The problem
Return each line of the records below that contains the word "dark".

Input data
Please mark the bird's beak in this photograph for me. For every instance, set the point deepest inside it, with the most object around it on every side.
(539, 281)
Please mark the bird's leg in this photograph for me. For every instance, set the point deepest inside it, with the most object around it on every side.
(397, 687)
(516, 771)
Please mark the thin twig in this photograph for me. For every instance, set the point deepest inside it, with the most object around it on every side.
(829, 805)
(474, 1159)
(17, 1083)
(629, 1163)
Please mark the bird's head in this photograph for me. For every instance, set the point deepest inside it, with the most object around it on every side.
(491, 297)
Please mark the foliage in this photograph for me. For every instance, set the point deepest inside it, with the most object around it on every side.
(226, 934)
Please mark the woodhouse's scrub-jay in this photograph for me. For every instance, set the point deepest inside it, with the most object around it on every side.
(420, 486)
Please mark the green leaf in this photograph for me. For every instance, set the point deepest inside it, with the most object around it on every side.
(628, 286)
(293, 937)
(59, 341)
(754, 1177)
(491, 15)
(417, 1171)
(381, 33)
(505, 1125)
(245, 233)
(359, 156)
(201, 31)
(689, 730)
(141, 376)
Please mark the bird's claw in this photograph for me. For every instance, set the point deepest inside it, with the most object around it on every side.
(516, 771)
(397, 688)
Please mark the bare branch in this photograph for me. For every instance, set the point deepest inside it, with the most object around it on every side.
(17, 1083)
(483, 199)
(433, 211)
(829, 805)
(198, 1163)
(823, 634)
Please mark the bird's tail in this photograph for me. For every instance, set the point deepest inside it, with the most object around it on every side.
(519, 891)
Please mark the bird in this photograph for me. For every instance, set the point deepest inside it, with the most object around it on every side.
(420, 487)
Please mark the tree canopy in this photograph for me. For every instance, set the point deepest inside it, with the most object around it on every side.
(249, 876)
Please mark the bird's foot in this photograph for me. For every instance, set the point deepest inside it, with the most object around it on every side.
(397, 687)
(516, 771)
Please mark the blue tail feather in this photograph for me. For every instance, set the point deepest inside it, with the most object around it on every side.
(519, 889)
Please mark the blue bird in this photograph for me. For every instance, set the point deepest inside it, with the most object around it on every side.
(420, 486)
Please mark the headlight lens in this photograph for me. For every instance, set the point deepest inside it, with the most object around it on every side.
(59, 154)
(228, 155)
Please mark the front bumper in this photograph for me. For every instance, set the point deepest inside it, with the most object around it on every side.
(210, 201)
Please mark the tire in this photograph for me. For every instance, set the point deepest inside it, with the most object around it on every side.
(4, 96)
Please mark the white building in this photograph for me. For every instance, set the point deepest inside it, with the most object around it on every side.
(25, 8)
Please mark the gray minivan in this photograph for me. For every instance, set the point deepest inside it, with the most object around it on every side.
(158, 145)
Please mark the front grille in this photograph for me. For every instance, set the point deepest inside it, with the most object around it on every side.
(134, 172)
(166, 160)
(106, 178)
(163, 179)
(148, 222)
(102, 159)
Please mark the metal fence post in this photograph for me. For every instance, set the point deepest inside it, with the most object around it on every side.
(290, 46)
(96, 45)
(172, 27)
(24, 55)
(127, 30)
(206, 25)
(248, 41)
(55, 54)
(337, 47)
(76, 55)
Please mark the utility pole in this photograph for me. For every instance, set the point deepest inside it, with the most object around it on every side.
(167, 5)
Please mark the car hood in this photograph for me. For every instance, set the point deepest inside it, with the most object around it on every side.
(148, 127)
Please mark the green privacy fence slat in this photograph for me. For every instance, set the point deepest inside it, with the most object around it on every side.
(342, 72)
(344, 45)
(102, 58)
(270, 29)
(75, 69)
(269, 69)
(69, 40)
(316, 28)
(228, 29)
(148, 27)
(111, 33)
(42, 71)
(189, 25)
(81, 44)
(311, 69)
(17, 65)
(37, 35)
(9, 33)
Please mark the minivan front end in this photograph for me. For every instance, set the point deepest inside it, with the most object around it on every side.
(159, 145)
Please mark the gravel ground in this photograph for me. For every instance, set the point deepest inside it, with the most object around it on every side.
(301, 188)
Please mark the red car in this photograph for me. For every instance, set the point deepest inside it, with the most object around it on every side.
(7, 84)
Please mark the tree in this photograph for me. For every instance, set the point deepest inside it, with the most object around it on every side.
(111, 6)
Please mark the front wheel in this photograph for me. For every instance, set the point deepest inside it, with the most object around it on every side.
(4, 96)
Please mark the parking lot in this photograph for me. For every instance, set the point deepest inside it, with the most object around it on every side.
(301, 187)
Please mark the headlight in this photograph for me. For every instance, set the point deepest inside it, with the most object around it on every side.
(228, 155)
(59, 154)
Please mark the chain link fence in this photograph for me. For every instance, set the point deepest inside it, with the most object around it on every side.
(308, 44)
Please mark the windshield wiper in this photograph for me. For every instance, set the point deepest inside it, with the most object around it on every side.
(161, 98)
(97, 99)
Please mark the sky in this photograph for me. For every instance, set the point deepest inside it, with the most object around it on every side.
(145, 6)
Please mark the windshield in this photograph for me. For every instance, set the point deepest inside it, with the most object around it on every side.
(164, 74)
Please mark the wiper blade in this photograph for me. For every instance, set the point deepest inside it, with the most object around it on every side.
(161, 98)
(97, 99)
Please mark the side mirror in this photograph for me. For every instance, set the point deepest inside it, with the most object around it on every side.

---

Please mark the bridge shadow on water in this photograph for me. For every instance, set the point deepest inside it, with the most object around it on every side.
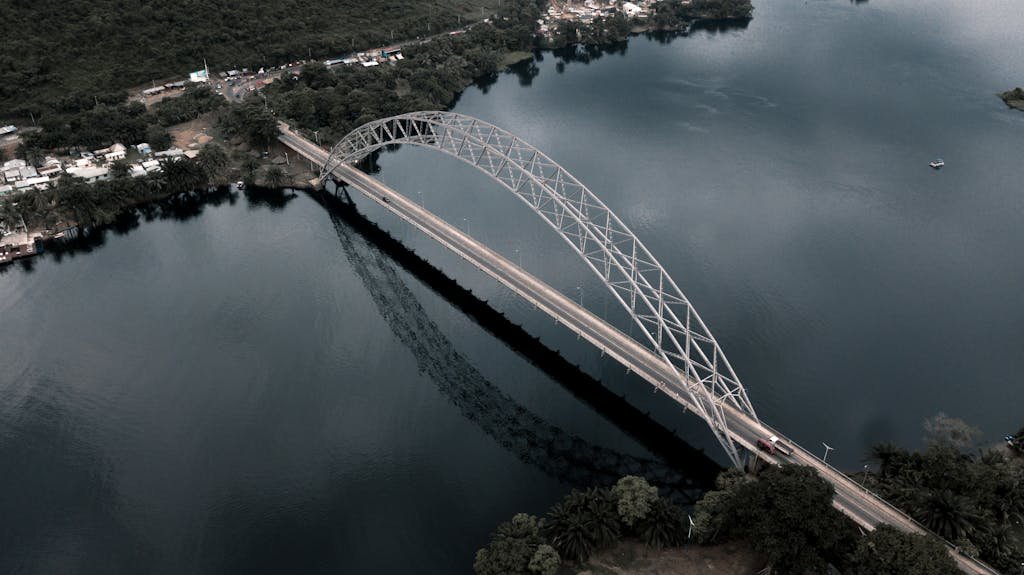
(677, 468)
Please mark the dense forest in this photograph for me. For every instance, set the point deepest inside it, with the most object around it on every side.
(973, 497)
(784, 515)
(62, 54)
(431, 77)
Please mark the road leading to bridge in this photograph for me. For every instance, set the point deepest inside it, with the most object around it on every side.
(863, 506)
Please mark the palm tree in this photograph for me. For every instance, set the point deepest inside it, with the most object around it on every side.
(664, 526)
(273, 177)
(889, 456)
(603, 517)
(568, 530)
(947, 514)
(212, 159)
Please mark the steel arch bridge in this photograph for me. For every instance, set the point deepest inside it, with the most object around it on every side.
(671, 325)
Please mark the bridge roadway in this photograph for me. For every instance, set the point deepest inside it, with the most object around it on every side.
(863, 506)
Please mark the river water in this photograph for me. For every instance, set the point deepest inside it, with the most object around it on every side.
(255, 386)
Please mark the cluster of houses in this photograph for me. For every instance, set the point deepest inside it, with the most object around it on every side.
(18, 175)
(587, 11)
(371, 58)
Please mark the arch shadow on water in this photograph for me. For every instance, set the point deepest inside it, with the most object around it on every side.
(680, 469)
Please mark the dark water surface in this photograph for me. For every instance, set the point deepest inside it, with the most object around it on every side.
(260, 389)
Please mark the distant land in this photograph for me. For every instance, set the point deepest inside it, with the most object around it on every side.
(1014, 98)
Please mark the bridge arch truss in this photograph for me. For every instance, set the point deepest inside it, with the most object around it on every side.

--

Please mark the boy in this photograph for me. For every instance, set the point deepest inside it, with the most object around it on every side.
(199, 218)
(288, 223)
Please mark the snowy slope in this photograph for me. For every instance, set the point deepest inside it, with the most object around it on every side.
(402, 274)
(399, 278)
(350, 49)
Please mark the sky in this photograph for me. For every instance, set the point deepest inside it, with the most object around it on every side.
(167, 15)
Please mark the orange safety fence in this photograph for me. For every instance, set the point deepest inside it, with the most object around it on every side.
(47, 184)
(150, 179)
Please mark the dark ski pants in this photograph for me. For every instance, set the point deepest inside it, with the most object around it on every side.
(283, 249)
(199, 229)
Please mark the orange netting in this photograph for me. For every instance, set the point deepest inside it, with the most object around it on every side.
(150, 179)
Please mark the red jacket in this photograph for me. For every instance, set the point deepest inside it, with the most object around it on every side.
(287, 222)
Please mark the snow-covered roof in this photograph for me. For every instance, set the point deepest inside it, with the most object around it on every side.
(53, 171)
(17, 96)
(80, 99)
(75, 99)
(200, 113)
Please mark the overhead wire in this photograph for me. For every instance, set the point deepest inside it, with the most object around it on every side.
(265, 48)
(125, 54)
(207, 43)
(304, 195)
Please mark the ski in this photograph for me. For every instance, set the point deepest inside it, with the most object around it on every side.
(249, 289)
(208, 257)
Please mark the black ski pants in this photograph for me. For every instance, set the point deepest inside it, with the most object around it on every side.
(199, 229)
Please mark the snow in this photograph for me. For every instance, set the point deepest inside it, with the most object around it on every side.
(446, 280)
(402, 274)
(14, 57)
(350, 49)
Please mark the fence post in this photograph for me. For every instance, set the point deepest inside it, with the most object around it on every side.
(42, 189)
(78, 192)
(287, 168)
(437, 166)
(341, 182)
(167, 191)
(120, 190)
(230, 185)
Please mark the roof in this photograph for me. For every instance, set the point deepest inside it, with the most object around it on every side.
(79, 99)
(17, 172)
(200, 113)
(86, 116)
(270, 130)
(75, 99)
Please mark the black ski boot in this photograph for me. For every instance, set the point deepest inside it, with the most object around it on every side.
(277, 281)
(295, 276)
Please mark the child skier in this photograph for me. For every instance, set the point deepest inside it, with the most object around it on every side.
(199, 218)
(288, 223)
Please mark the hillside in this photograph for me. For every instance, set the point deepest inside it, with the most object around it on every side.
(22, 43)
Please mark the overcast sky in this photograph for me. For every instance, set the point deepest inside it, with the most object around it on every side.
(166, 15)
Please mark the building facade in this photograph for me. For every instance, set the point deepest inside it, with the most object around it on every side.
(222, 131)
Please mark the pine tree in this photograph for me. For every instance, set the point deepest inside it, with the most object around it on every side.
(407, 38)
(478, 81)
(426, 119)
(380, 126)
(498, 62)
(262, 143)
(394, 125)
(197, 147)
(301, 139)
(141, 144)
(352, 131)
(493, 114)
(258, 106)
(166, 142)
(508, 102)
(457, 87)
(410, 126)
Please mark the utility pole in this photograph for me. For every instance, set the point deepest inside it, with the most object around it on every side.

Expected answer
Please mark the dark water surface in this photograph for me. For every instance, set the point deepest inside it, with the most object around it on every side.
Please mark the dark ski pants in this photograph for me. For every instance, set the point deepest inside it, with the most object around it on every side.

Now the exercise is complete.